▶ What you should do: Take from the material every line that contains the word "rose".

▶ Extracted data:
───

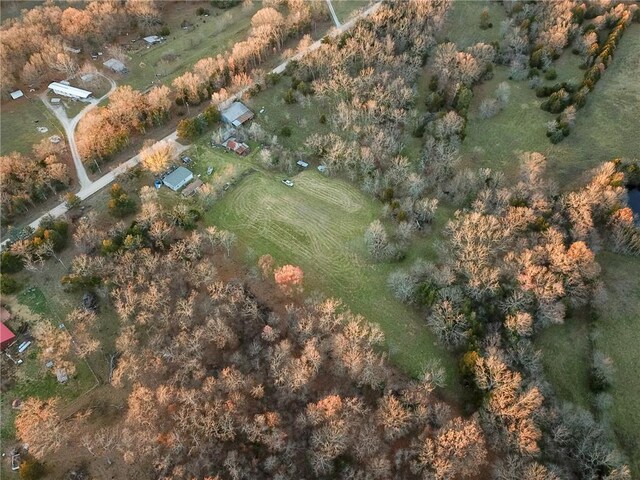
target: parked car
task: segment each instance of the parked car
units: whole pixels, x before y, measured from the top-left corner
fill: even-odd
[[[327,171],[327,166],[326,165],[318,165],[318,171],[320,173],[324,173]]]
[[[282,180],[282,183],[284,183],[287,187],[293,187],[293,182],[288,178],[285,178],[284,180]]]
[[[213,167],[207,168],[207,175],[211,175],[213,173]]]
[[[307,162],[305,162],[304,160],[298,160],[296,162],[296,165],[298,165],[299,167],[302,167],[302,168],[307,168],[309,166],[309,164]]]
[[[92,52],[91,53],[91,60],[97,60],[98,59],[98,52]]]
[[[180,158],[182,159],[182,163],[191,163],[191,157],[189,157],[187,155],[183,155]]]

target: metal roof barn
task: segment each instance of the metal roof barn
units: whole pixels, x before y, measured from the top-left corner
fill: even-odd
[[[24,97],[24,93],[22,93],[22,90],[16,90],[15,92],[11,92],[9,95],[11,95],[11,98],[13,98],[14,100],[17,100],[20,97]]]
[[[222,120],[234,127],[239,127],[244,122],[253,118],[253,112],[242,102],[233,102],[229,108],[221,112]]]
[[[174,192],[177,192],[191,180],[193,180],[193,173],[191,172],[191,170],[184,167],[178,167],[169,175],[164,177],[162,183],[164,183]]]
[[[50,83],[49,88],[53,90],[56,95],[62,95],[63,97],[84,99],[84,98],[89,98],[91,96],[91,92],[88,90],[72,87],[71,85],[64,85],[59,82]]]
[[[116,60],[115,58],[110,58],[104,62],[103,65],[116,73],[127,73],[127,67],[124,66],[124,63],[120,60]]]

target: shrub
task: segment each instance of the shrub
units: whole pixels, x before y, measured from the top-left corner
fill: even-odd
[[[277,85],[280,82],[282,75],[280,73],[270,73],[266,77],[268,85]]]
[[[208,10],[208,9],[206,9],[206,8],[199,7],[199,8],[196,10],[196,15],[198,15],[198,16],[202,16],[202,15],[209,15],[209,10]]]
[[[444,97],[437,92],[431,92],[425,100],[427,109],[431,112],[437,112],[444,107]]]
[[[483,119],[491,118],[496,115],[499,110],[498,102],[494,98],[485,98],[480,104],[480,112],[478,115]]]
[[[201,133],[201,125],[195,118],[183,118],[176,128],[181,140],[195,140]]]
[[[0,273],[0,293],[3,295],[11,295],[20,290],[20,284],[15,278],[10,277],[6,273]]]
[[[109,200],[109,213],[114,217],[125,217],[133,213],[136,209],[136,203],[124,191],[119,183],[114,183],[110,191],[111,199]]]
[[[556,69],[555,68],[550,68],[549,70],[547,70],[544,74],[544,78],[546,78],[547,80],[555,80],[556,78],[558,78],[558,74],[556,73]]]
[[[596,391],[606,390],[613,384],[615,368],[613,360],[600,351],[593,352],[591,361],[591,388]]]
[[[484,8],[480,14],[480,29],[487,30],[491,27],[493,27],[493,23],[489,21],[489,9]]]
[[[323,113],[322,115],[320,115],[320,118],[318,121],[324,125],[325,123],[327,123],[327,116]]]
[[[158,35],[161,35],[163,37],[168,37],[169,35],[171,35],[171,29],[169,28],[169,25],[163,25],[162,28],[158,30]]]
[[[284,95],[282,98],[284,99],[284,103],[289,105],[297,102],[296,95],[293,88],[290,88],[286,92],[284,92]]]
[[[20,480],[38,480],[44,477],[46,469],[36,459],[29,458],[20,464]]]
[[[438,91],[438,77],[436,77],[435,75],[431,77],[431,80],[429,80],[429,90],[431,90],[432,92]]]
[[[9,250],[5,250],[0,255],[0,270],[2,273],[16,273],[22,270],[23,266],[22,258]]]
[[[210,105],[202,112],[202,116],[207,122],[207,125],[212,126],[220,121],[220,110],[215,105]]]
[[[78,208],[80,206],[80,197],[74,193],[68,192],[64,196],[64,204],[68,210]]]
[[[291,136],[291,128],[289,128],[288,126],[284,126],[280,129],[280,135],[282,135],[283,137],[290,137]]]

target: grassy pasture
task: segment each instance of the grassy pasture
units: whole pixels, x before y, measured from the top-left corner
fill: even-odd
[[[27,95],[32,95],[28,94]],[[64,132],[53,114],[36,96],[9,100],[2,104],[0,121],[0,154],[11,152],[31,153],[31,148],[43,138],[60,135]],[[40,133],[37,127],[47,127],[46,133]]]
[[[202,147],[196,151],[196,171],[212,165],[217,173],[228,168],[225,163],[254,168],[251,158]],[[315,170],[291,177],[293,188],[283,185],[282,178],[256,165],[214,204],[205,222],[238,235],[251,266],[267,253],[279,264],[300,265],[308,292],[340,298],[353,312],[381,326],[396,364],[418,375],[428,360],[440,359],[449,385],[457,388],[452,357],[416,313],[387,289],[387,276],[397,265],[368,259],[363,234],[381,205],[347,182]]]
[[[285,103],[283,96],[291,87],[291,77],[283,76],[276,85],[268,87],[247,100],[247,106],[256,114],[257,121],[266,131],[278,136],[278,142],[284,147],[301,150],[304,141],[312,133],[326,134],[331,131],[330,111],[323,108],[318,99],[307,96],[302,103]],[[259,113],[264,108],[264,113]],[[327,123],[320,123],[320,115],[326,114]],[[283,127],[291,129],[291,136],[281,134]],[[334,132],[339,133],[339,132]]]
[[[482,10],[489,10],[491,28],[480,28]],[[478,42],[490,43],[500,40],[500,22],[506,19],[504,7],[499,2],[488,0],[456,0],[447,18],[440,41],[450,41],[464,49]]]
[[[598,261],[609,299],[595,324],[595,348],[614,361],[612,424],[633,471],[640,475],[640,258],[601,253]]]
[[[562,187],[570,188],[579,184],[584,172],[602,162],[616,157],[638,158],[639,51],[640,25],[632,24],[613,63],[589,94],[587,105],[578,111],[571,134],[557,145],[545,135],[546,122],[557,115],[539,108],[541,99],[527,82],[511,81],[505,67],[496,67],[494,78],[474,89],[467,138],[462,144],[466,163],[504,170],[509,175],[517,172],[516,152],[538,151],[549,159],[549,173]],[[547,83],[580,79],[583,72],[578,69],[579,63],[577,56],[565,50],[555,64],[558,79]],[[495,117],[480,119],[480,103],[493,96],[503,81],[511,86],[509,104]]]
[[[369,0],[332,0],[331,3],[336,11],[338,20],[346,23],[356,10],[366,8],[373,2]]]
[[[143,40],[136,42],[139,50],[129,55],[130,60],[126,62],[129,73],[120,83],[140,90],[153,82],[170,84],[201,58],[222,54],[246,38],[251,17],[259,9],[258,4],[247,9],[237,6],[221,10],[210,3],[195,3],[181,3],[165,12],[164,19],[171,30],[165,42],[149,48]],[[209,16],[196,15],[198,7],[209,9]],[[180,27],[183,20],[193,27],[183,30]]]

───

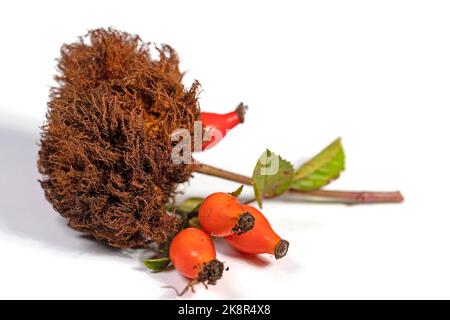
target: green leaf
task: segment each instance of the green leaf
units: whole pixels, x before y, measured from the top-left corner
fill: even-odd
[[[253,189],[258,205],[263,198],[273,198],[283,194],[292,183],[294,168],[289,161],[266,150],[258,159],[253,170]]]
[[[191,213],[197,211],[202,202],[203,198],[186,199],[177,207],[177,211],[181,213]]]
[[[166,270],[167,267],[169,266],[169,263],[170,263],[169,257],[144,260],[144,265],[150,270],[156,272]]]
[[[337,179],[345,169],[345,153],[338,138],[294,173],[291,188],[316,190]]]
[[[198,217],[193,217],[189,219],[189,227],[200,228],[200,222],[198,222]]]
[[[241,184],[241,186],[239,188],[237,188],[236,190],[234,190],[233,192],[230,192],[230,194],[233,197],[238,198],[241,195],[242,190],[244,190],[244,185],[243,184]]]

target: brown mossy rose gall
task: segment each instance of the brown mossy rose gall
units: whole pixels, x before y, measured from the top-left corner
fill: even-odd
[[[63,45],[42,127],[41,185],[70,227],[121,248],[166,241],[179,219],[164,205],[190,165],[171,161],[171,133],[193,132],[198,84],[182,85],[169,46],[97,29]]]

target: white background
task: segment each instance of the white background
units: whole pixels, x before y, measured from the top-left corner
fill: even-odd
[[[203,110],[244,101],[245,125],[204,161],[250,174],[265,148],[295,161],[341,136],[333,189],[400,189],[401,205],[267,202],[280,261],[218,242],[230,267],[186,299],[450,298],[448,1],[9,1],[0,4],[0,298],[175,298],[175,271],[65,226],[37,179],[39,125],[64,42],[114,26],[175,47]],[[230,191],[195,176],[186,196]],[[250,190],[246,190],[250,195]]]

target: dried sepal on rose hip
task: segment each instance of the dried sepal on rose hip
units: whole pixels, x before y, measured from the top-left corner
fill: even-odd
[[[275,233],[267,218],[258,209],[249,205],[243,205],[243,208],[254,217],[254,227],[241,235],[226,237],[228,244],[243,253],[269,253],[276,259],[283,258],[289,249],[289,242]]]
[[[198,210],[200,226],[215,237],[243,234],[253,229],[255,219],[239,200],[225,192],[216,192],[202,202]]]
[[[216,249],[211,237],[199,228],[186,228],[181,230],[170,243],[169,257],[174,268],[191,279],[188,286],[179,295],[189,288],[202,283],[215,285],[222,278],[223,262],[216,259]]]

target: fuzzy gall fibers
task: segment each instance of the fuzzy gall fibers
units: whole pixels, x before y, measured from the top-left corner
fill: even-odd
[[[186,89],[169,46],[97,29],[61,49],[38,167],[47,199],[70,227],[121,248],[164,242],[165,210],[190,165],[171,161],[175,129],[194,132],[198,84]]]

───

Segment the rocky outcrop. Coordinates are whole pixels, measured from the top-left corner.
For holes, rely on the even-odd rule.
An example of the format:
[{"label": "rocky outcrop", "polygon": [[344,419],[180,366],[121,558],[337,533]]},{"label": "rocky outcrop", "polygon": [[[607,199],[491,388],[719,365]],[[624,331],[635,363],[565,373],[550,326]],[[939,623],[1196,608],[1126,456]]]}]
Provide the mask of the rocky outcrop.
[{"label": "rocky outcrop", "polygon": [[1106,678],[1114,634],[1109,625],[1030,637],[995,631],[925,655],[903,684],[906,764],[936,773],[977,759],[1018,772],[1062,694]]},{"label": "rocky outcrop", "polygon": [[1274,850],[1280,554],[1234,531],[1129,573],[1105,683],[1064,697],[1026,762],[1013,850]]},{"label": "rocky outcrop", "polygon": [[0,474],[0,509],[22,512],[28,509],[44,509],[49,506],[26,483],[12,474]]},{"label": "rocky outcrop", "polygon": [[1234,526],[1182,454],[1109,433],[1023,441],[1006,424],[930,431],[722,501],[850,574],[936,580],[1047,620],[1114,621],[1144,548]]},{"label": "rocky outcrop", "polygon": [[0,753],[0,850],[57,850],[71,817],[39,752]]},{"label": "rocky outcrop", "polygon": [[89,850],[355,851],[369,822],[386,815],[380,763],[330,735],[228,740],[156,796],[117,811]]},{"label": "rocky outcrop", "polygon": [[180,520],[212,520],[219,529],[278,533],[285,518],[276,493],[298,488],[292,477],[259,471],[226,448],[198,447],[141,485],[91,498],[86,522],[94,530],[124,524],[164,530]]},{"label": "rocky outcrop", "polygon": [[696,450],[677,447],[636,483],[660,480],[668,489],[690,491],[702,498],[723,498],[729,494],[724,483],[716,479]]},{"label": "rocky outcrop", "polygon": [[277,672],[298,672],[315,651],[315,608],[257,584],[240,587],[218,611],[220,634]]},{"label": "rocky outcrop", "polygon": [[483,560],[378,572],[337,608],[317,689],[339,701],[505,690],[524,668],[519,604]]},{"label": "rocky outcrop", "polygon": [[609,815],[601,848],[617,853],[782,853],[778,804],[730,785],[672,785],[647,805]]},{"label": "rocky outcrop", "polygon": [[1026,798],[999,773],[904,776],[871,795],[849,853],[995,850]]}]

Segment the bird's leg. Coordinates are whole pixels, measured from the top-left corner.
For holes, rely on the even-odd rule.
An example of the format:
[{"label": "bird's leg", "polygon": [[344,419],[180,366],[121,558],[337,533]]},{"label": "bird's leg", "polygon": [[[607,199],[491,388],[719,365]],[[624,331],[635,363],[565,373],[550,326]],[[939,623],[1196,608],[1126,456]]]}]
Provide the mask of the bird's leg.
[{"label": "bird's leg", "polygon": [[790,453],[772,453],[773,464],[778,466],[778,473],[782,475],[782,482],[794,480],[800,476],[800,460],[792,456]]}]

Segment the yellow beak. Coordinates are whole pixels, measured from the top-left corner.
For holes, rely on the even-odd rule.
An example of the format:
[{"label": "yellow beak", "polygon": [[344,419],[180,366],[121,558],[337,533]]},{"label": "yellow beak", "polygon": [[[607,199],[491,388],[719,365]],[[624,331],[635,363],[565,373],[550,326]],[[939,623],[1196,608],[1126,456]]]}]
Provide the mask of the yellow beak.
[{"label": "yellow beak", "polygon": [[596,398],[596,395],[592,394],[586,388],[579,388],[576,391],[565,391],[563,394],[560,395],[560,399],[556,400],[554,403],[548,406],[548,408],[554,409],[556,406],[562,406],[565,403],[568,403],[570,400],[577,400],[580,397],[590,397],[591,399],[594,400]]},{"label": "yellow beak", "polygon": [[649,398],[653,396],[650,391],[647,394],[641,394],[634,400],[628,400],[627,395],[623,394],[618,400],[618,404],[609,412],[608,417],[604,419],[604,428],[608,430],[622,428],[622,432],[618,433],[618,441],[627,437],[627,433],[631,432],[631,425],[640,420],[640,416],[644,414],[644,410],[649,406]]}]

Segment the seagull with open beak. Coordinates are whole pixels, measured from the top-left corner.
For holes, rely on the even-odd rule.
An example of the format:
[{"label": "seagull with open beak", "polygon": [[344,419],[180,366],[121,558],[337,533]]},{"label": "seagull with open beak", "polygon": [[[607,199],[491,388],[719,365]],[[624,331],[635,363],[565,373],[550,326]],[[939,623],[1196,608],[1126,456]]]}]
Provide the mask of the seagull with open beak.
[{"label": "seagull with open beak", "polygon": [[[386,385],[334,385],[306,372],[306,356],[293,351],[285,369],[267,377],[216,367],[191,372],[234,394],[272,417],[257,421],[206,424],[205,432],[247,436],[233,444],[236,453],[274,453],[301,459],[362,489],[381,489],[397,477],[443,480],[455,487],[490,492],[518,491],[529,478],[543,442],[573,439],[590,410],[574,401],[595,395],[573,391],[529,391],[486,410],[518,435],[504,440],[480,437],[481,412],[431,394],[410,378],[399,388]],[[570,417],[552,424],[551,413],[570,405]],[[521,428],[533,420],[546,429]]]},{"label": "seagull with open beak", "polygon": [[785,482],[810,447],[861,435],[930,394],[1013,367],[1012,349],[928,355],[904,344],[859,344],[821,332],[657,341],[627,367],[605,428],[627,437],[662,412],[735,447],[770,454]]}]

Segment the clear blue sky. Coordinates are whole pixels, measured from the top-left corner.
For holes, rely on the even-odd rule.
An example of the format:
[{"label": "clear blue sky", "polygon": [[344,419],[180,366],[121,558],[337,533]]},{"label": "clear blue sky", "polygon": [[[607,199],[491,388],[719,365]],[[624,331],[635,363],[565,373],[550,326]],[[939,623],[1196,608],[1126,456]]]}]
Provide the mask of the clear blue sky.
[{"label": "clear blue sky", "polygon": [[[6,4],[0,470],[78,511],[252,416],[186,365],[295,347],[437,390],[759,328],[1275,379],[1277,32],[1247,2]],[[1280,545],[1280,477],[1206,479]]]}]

───

▶ Response area:
target: brown mossy rose gall
task: segment each instance of the brown mossy rose gall
target: dried sepal on rose hip
task: segment each instance of the dried sepal on rose hip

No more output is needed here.